[Extract provided — start]
Things weren't always smooth: in 1948 Grabar was caught in another campaign against random targets in art and science. He retained his administrative and university jobs and in 1954 co-authored Russian architecture of the first half of the 18th century, a revisionist study of the period that dismissed the knowledge collected by fellow historians before 1917. He made an exception, though, for his own works that allegedly "correctly understood" the subject. Contrary to Grabar's own understanding of East-West cultural relationship presented in History but in line with the rules of Soviet historiography, the new book claimed that Russians of the 18th century "yield nothing in their work to foreign contemporaries" and overstated the influence of folk tradition on polite architecture. These falsified theories, easily dismissed today, established the "provincial outlook" that governed the post-war generation of Soviet art historians.
[Extract provided — finish]
[Material provided — start]
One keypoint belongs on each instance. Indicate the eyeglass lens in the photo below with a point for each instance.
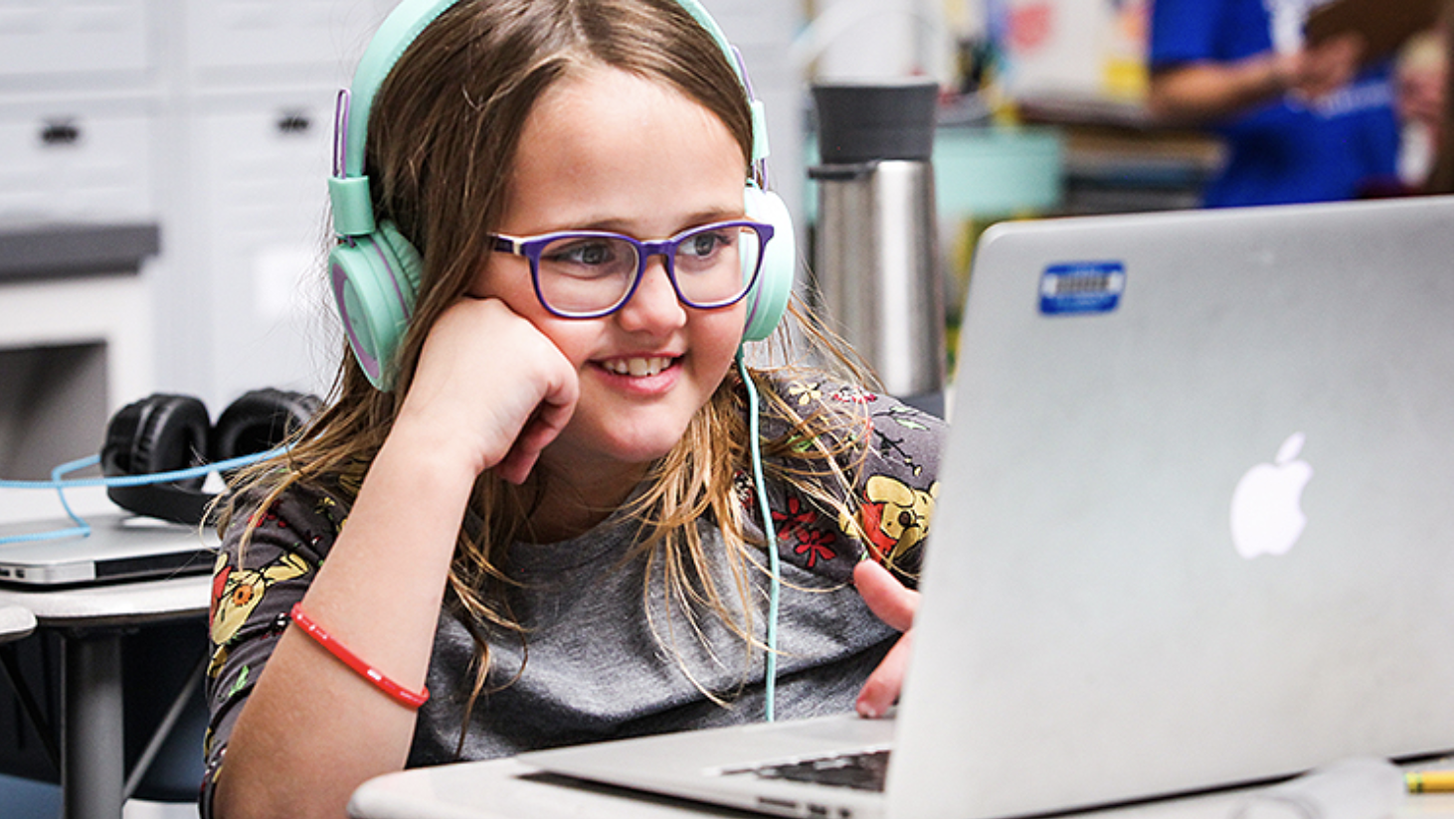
[Material provided — finish]
Exercise »
Please carry on the passage about Grabar and Soviet art history, writing what follows its last sentence.

Exercise result »
After Stalin's death, Grabar was the first to publicly denounce run-of-the-mill socialist realism and pay the dues to once banished Aristarkh Lentulov and Pyotr Konchalovsky. The "unsinkable" Grabar earned derogatory nicknames Ugor Obmanuilovich ("cheating eel") and Irod Graber ("Herod the Robber"). Baranovsky and Khlebnikova noted that the reaction against Grabar was frequently provoked by his work at the helm of museum purchasing committees: mediocre artists inevitably had a grudge against his buying and pricing decisions.